Please gather every line of the material below that contains the string "kitchen" and copy each one out in full. Case counts, so include a line only if it uses that same capitalization.

####################

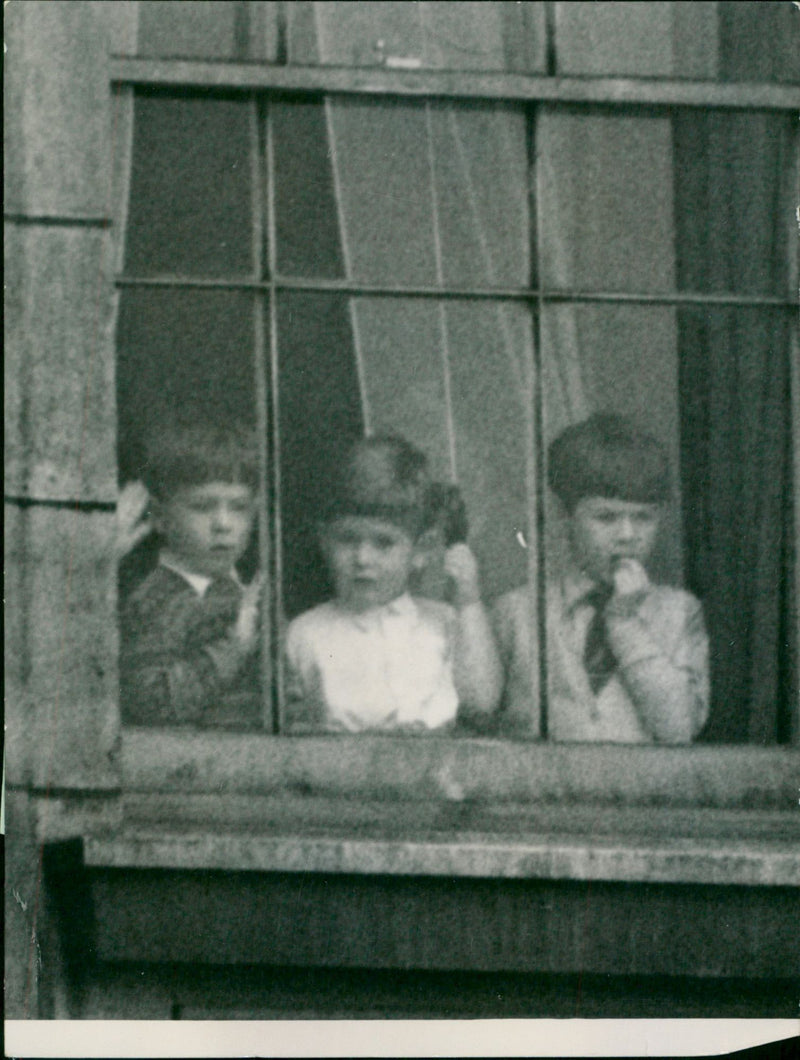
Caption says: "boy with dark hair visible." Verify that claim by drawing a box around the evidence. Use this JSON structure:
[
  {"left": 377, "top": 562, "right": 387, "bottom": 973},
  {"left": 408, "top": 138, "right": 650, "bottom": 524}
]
[
  {"left": 286, "top": 436, "right": 501, "bottom": 731},
  {"left": 495, "top": 414, "right": 709, "bottom": 743},
  {"left": 120, "top": 425, "right": 261, "bottom": 727}
]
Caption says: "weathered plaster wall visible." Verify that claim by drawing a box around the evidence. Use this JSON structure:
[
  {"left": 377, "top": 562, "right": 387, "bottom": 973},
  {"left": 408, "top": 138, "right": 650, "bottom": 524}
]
[{"left": 4, "top": 0, "right": 130, "bottom": 1017}]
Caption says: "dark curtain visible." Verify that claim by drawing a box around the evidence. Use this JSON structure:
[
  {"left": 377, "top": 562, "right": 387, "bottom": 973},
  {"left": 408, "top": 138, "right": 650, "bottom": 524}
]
[{"left": 674, "top": 3, "right": 800, "bottom": 744}]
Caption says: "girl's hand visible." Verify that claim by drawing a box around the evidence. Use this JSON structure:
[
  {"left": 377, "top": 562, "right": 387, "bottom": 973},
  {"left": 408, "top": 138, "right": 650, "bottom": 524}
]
[
  {"left": 114, "top": 482, "right": 153, "bottom": 560},
  {"left": 444, "top": 544, "right": 481, "bottom": 608}
]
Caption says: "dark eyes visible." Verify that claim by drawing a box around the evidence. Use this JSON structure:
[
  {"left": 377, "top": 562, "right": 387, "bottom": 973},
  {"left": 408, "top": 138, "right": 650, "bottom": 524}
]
[
  {"left": 592, "top": 512, "right": 656, "bottom": 527},
  {"left": 334, "top": 533, "right": 396, "bottom": 552}
]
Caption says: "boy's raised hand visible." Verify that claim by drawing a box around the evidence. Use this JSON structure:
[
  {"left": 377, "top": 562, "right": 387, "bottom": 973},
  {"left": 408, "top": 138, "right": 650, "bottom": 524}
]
[
  {"left": 609, "top": 560, "right": 650, "bottom": 612},
  {"left": 444, "top": 543, "right": 481, "bottom": 607},
  {"left": 113, "top": 481, "right": 153, "bottom": 560},
  {"left": 233, "top": 577, "right": 263, "bottom": 655}
]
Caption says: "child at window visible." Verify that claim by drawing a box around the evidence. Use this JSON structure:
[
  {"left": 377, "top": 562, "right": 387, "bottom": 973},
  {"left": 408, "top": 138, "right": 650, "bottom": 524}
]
[
  {"left": 286, "top": 436, "right": 501, "bottom": 731},
  {"left": 494, "top": 414, "right": 709, "bottom": 743},
  {"left": 118, "top": 426, "right": 261, "bottom": 726}
]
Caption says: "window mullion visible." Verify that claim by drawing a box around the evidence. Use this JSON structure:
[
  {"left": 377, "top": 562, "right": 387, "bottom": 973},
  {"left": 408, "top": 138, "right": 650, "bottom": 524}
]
[{"left": 528, "top": 106, "right": 548, "bottom": 740}]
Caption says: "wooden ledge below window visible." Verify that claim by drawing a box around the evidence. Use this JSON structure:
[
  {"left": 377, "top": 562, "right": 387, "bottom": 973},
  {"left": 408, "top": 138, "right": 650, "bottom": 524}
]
[{"left": 85, "top": 805, "right": 800, "bottom": 886}]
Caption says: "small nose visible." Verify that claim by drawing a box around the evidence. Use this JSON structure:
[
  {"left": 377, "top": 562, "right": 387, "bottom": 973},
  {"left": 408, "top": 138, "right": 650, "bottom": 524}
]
[
  {"left": 617, "top": 515, "right": 636, "bottom": 541},
  {"left": 213, "top": 505, "right": 231, "bottom": 530}
]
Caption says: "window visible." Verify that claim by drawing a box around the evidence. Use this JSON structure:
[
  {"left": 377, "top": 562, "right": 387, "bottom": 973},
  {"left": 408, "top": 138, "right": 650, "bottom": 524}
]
[{"left": 118, "top": 4, "right": 798, "bottom": 743}]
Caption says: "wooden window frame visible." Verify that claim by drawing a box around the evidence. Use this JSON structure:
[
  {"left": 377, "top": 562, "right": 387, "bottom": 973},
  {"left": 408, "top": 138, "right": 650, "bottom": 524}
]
[{"left": 108, "top": 57, "right": 800, "bottom": 884}]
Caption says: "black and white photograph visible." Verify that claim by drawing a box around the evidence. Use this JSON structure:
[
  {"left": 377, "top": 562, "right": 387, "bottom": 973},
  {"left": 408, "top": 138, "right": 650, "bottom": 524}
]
[{"left": 3, "top": 0, "right": 800, "bottom": 1057}]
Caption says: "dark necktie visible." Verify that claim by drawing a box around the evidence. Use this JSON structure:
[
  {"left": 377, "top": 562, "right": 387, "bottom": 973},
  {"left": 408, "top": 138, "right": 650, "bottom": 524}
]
[{"left": 584, "top": 585, "right": 617, "bottom": 695}]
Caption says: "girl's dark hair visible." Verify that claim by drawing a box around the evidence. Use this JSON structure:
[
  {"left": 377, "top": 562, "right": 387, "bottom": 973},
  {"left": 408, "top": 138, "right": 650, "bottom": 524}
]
[
  {"left": 142, "top": 424, "right": 259, "bottom": 499},
  {"left": 548, "top": 412, "right": 670, "bottom": 512}
]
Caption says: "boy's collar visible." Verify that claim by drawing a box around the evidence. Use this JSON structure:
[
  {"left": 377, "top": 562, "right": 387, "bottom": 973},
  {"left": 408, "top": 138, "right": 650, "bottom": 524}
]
[
  {"left": 158, "top": 550, "right": 242, "bottom": 599},
  {"left": 562, "top": 564, "right": 599, "bottom": 611}
]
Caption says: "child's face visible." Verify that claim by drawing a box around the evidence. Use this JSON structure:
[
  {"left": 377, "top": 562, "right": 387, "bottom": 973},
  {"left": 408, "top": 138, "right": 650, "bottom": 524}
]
[
  {"left": 154, "top": 482, "right": 255, "bottom": 578},
  {"left": 322, "top": 515, "right": 420, "bottom": 612},
  {"left": 569, "top": 497, "right": 661, "bottom": 585}
]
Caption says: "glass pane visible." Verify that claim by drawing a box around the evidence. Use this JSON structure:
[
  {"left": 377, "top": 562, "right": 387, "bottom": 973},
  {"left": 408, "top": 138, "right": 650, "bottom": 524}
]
[
  {"left": 536, "top": 107, "right": 795, "bottom": 297},
  {"left": 512, "top": 304, "right": 695, "bottom": 743},
  {"left": 126, "top": 93, "right": 252, "bottom": 277},
  {"left": 525, "top": 303, "right": 797, "bottom": 743},
  {"left": 286, "top": 0, "right": 546, "bottom": 73},
  {"left": 279, "top": 295, "right": 535, "bottom": 730},
  {"left": 536, "top": 107, "right": 675, "bottom": 292},
  {"left": 118, "top": 288, "right": 268, "bottom": 728},
  {"left": 673, "top": 108, "right": 797, "bottom": 297},
  {"left": 677, "top": 307, "right": 800, "bottom": 744},
  {"left": 278, "top": 292, "right": 363, "bottom": 619},
  {"left": 272, "top": 99, "right": 530, "bottom": 285},
  {"left": 555, "top": 0, "right": 720, "bottom": 78}
]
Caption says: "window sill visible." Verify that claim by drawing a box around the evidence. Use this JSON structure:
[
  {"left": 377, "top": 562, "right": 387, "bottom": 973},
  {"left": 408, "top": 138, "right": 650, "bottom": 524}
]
[{"left": 84, "top": 820, "right": 800, "bottom": 886}]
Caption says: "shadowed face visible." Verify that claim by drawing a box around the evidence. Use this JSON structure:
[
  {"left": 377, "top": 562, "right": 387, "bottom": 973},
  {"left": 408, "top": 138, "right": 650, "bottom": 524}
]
[
  {"left": 154, "top": 482, "right": 255, "bottom": 578},
  {"left": 321, "top": 515, "right": 420, "bottom": 612},
  {"left": 569, "top": 497, "right": 661, "bottom": 584}
]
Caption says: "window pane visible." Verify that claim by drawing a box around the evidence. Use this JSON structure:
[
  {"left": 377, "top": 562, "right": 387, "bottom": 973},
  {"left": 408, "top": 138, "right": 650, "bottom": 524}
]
[
  {"left": 673, "top": 108, "right": 797, "bottom": 298},
  {"left": 279, "top": 295, "right": 536, "bottom": 727},
  {"left": 137, "top": 0, "right": 279, "bottom": 61},
  {"left": 118, "top": 288, "right": 269, "bottom": 729},
  {"left": 541, "top": 303, "right": 682, "bottom": 584},
  {"left": 273, "top": 99, "right": 529, "bottom": 285},
  {"left": 286, "top": 0, "right": 546, "bottom": 73},
  {"left": 529, "top": 304, "right": 797, "bottom": 743},
  {"left": 523, "top": 304, "right": 690, "bottom": 743},
  {"left": 117, "top": 288, "right": 255, "bottom": 460},
  {"left": 278, "top": 292, "right": 363, "bottom": 618},
  {"left": 677, "top": 307, "right": 800, "bottom": 743},
  {"left": 536, "top": 107, "right": 675, "bottom": 292},
  {"left": 126, "top": 93, "right": 252, "bottom": 277},
  {"left": 536, "top": 107, "right": 795, "bottom": 298},
  {"left": 555, "top": 0, "right": 720, "bottom": 78}
]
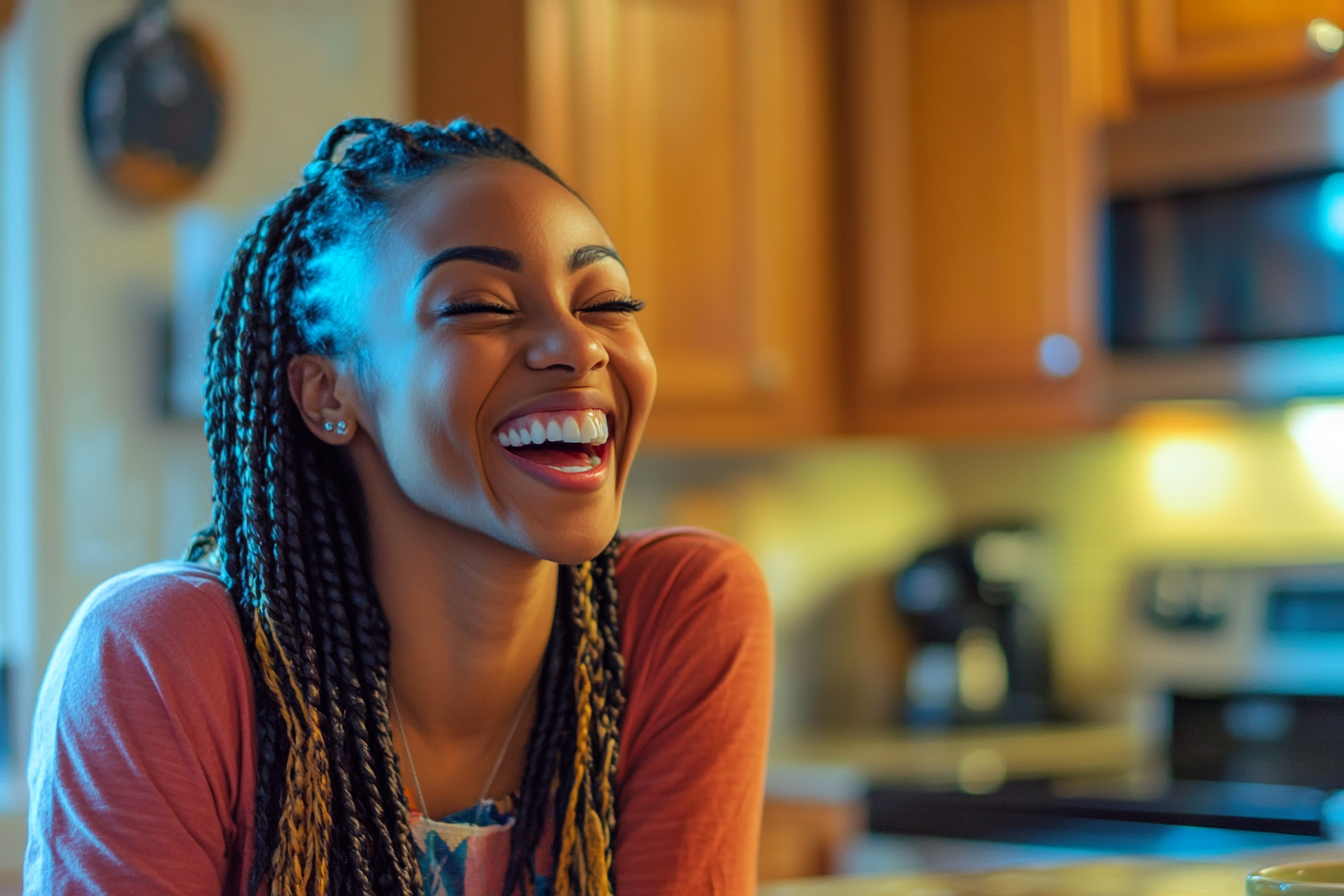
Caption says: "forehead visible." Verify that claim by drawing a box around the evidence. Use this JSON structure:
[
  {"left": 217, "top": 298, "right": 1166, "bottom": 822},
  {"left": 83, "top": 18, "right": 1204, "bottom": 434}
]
[{"left": 384, "top": 159, "right": 610, "bottom": 266}]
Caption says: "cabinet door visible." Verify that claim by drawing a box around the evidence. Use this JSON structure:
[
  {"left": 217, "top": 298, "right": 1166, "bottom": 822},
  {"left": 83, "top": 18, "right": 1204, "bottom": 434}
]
[
  {"left": 1130, "top": 0, "right": 1344, "bottom": 97},
  {"left": 847, "top": 0, "right": 1099, "bottom": 435},
  {"left": 527, "top": 0, "right": 836, "bottom": 445}
]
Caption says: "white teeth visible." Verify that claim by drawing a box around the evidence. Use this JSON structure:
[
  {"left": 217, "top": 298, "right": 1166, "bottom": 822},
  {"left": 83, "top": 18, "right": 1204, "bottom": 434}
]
[{"left": 497, "top": 410, "right": 610, "bottom": 447}]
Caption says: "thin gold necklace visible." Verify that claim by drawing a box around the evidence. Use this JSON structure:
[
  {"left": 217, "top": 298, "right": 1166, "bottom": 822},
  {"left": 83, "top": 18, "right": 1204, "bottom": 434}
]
[{"left": 387, "top": 668, "right": 540, "bottom": 825}]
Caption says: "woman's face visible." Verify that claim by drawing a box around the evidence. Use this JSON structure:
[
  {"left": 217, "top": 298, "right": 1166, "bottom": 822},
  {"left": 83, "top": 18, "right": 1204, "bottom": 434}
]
[{"left": 334, "top": 160, "right": 656, "bottom": 563}]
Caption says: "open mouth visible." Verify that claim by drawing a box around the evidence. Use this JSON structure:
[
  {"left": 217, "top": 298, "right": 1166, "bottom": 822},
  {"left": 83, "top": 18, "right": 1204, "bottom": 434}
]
[{"left": 495, "top": 408, "right": 610, "bottom": 473}]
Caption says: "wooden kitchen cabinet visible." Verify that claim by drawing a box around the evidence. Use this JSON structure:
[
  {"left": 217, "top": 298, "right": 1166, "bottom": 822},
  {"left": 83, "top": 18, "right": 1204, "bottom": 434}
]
[
  {"left": 843, "top": 0, "right": 1102, "bottom": 435},
  {"left": 1126, "top": 0, "right": 1344, "bottom": 102},
  {"left": 413, "top": 0, "right": 840, "bottom": 446}
]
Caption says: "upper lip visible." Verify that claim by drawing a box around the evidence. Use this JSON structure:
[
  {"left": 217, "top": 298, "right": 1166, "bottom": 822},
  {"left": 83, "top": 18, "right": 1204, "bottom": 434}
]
[{"left": 491, "top": 388, "right": 616, "bottom": 431}]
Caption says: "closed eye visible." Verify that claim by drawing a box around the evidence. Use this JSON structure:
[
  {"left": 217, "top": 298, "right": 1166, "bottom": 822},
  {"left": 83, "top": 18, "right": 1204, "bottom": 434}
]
[
  {"left": 438, "top": 301, "right": 517, "bottom": 317},
  {"left": 579, "top": 296, "right": 644, "bottom": 314}
]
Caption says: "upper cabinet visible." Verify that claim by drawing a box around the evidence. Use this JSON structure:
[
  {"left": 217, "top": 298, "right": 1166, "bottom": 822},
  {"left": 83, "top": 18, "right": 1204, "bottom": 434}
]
[
  {"left": 414, "top": 0, "right": 839, "bottom": 446},
  {"left": 844, "top": 0, "right": 1101, "bottom": 435},
  {"left": 1125, "top": 0, "right": 1344, "bottom": 102}
]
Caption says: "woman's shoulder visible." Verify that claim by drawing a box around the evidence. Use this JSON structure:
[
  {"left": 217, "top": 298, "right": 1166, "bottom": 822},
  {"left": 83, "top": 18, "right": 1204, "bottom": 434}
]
[
  {"left": 70, "top": 560, "right": 242, "bottom": 639},
  {"left": 52, "top": 562, "right": 247, "bottom": 687},
  {"left": 617, "top": 527, "right": 759, "bottom": 575},
  {"left": 616, "top": 528, "right": 770, "bottom": 638}
]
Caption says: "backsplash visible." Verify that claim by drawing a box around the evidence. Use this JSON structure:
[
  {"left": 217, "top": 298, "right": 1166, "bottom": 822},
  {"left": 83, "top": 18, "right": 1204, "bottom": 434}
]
[{"left": 622, "top": 404, "right": 1344, "bottom": 736}]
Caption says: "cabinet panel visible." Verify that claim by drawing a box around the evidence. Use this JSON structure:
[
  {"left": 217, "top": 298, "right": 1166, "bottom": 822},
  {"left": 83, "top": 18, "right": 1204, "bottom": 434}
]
[
  {"left": 528, "top": 0, "right": 835, "bottom": 443},
  {"left": 1130, "top": 0, "right": 1344, "bottom": 97},
  {"left": 847, "top": 0, "right": 1099, "bottom": 434}
]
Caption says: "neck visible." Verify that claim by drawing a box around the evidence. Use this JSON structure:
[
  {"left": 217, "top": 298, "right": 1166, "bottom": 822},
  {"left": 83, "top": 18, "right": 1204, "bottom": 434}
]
[{"left": 359, "top": 443, "right": 559, "bottom": 742}]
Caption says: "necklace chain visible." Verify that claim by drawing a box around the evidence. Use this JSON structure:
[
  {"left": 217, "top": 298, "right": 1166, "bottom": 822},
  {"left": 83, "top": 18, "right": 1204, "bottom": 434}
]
[{"left": 387, "top": 669, "right": 540, "bottom": 818}]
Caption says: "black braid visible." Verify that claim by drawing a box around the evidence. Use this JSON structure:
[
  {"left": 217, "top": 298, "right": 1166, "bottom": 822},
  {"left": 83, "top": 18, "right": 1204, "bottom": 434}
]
[{"left": 187, "top": 118, "right": 625, "bottom": 896}]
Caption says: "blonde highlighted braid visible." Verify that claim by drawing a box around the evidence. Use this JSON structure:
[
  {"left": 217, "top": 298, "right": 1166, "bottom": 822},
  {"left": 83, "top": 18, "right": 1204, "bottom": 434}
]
[{"left": 187, "top": 118, "right": 625, "bottom": 896}]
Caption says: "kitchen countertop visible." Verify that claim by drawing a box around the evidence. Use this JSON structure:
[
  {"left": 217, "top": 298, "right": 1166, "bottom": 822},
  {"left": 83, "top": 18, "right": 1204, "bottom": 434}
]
[
  {"left": 770, "top": 724, "right": 1149, "bottom": 790},
  {"left": 759, "top": 844, "right": 1344, "bottom": 896}
]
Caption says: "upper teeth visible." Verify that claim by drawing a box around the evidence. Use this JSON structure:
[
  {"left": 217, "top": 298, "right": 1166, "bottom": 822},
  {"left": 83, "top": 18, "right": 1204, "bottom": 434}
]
[{"left": 496, "top": 410, "right": 607, "bottom": 447}]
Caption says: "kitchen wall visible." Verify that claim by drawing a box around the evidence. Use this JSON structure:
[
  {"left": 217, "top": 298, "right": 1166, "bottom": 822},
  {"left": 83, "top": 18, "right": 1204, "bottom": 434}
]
[{"left": 0, "top": 0, "right": 406, "bottom": 868}]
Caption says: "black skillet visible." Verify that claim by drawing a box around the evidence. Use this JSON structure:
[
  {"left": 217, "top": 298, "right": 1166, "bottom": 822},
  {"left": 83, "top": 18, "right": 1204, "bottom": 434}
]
[{"left": 83, "top": 0, "right": 224, "bottom": 206}]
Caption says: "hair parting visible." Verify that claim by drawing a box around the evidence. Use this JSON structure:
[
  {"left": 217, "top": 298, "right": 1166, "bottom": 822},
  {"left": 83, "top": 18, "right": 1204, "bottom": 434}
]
[{"left": 187, "top": 118, "right": 625, "bottom": 896}]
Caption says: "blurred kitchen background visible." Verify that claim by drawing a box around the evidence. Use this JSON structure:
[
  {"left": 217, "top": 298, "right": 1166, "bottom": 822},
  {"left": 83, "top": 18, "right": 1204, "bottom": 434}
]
[{"left": 0, "top": 0, "right": 1344, "bottom": 879}]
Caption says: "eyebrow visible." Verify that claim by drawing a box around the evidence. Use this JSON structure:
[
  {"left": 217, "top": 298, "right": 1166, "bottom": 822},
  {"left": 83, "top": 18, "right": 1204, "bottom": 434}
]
[
  {"left": 415, "top": 246, "right": 524, "bottom": 283},
  {"left": 570, "top": 246, "right": 625, "bottom": 274}
]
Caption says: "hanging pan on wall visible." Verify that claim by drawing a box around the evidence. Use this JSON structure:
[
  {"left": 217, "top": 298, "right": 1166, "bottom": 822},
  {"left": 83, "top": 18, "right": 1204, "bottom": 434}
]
[{"left": 80, "top": 0, "right": 224, "bottom": 206}]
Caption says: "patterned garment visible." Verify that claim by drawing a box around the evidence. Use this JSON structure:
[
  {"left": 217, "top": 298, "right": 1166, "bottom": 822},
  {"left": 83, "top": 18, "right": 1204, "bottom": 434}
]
[{"left": 410, "top": 798, "right": 551, "bottom": 896}]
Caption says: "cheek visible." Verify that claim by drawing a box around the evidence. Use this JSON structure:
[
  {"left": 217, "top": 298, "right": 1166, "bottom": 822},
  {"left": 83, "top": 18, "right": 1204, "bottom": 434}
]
[
  {"left": 384, "top": 339, "right": 489, "bottom": 509},
  {"left": 612, "top": 330, "right": 659, "bottom": 429}
]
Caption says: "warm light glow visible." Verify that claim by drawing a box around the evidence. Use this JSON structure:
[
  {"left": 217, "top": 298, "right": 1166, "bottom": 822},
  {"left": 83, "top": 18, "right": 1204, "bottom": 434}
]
[
  {"left": 957, "top": 626, "right": 1008, "bottom": 712},
  {"left": 1288, "top": 402, "right": 1344, "bottom": 509},
  {"left": 1148, "top": 438, "right": 1236, "bottom": 513}
]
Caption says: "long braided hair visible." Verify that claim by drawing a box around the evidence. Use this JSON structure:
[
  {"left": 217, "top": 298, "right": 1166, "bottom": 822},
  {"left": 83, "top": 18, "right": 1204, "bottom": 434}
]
[{"left": 187, "top": 118, "right": 625, "bottom": 896}]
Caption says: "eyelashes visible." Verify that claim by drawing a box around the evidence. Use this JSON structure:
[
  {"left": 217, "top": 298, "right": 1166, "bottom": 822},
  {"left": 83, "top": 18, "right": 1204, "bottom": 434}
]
[
  {"left": 438, "top": 300, "right": 517, "bottom": 317},
  {"left": 437, "top": 296, "right": 644, "bottom": 318},
  {"left": 579, "top": 296, "right": 644, "bottom": 314}
]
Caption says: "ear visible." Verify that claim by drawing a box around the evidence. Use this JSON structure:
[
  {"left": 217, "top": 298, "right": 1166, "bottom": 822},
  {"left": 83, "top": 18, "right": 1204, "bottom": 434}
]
[{"left": 289, "top": 355, "right": 358, "bottom": 445}]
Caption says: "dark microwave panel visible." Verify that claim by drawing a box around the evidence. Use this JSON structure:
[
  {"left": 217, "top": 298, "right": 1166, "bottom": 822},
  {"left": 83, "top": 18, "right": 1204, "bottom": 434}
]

####################

— TASK RESULT —
Caption says: "wooden kitchen cabinet visible." Verify that claim by drawing a box around the evidence. Use this JSON structure:
Caption says: "kitchen countertop visible." Verify that claim by drawing a box around the evidence. Use this JSON structure:
Caption says: "kitchen wall visible." Verify that claim by drawing a box around the evidence. Use this JSON structure:
Caption says: "blurred kitchen background visible." Verify that claim by drawing a box around the evidence. Use this JSON structure:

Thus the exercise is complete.